→ **Task**: Please rewrite every line of the material below as a numbered list, leaving out any blank lines.

→ **Raw records**:
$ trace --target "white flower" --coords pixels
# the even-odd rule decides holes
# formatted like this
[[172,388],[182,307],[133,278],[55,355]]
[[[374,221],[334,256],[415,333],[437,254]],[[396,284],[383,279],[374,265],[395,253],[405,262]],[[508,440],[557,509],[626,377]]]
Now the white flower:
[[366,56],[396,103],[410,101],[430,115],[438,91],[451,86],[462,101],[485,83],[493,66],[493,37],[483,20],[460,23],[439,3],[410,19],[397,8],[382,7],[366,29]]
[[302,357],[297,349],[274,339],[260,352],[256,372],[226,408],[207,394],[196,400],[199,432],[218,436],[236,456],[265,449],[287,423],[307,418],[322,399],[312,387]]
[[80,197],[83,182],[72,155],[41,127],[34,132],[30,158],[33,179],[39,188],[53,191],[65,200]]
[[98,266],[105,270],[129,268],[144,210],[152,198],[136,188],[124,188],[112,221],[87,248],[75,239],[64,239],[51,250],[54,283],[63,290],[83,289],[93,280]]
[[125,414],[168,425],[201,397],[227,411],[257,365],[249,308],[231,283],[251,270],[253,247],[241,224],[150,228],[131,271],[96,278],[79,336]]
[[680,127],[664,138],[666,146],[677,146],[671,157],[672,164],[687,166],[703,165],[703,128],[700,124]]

→ **Final result**:
1. $ trace --target "white flower" --coords pixels
2. # the even-odd rule decides holes
3. # formatted like this
4. [[172,388],[182,307],[133,278],[55,355]]
5. [[[374,221],[334,256],[415,333],[437,254]],[[396,284],[383,279],[374,265],[395,253],[405,262]],[[508,440],[557,509],[626,377]]]
6. Now the white flower:
7. [[366,56],[396,103],[410,101],[430,115],[438,91],[451,86],[462,101],[485,83],[493,66],[493,37],[483,20],[460,23],[439,3],[410,19],[397,8],[382,7],[366,29]]
8. [[302,357],[297,349],[274,339],[260,352],[256,372],[226,408],[207,394],[196,400],[199,432],[218,436],[236,456],[265,449],[287,423],[307,418],[322,399],[312,387]]
9. [[80,197],[83,182],[72,155],[41,127],[34,132],[30,158],[33,179],[39,188],[53,191],[65,200]]
10. [[98,266],[105,270],[129,268],[144,210],[152,198],[136,188],[124,188],[112,221],[87,248],[75,239],[64,239],[51,250],[54,283],[63,290],[83,289],[93,280]]
11. [[125,414],[168,425],[201,397],[227,411],[257,365],[249,308],[231,283],[251,270],[253,247],[241,224],[150,228],[131,271],[96,278],[79,336]]
12. [[680,127],[664,138],[666,146],[677,146],[671,157],[672,164],[687,166],[703,165],[703,128],[700,124]]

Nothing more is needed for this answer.